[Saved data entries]

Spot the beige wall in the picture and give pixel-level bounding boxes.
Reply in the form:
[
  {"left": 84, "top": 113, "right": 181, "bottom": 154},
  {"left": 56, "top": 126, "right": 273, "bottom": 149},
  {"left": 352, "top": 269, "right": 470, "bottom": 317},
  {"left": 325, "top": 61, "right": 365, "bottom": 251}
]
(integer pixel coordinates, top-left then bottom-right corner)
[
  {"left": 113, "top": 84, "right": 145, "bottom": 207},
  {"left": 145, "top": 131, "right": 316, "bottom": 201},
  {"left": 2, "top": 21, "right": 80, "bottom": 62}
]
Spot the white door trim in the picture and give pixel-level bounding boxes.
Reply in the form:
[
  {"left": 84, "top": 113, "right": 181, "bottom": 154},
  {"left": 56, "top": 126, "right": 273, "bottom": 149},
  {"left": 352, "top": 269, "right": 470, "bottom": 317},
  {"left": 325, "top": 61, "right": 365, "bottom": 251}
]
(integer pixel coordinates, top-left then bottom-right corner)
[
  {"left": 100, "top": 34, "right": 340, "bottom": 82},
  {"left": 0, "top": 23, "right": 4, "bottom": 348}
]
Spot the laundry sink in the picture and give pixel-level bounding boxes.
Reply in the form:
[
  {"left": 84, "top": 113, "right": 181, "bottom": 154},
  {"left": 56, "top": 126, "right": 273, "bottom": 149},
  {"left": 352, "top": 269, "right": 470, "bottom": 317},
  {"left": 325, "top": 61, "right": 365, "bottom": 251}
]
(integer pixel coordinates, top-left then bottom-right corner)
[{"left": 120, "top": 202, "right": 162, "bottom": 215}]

Set problem> Revise the data above, swapping every "Reply in the form:" for "Use this format:" and keeping the rest unchanged.

Exercise solution>
Spot the beige wall in the picture and give pixel-level bounding boxes.
Use this format:
[
  {"left": 84, "top": 113, "right": 181, "bottom": 154},
  {"left": 56, "top": 126, "right": 273, "bottom": 149},
  {"left": 352, "top": 269, "right": 470, "bottom": 317},
  {"left": 325, "top": 61, "right": 365, "bottom": 251}
]
(integer pixel coordinates, top-left then bottom-right corner)
[
  {"left": 113, "top": 84, "right": 145, "bottom": 207},
  {"left": 145, "top": 131, "right": 316, "bottom": 201},
  {"left": 2, "top": 21, "right": 80, "bottom": 62}
]
Spot the white door trim in the picture and give pixel-level bounding boxes.
Use this format:
[
  {"left": 84, "top": 113, "right": 181, "bottom": 154},
  {"left": 56, "top": 126, "right": 273, "bottom": 149},
  {"left": 352, "top": 269, "right": 470, "bottom": 317},
  {"left": 325, "top": 61, "right": 365, "bottom": 251}
]
(integer pixel coordinates, top-left then bottom-right corner)
[
  {"left": 100, "top": 34, "right": 340, "bottom": 82},
  {"left": 0, "top": 23, "right": 4, "bottom": 348}
]
Spot the laundry sink in the picture and give pixel-level bounding boxes.
Use this format:
[
  {"left": 84, "top": 113, "right": 181, "bottom": 154},
  {"left": 56, "top": 126, "right": 273, "bottom": 149},
  {"left": 352, "top": 269, "right": 470, "bottom": 317},
  {"left": 325, "top": 61, "right": 365, "bottom": 251}
]
(integer pixel coordinates, top-left then bottom-right corner)
[{"left": 120, "top": 202, "right": 162, "bottom": 215}]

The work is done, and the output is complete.